Exercise brief:
Check each line of the data for the string "costume". Report how many have it, and give nothing else.

Supplied data:
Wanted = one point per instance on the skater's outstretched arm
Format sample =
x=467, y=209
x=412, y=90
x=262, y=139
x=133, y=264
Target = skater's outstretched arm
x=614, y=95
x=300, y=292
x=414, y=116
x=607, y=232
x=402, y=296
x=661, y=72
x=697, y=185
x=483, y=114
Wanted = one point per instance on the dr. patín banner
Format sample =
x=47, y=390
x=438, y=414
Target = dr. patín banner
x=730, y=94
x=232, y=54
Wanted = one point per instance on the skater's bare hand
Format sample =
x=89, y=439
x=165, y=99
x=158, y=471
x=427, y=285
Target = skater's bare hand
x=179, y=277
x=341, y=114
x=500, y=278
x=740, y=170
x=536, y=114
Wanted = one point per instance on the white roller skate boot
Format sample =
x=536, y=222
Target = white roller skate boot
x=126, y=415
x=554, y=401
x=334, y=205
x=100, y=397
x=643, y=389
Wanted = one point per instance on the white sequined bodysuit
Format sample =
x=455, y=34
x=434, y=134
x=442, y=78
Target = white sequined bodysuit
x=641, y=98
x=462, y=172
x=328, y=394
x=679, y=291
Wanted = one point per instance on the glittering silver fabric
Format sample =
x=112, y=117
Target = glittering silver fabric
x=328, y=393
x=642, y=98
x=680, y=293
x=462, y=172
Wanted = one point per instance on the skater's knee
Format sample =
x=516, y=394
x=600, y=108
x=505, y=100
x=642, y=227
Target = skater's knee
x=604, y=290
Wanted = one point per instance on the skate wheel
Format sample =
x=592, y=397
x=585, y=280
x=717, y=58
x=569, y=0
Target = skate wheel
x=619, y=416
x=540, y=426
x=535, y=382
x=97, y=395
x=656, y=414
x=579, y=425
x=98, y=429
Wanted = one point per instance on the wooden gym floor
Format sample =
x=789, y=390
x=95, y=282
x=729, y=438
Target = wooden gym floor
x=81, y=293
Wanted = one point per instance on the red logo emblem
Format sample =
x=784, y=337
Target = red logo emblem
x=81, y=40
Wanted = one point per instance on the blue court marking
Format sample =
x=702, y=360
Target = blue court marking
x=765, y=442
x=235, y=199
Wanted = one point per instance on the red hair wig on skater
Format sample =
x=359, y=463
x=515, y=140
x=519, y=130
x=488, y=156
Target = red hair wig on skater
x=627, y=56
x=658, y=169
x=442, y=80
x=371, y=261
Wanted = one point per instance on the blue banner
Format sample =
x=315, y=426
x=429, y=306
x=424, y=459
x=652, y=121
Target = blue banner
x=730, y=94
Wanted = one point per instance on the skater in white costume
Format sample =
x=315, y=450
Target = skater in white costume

Response to this exercise:
2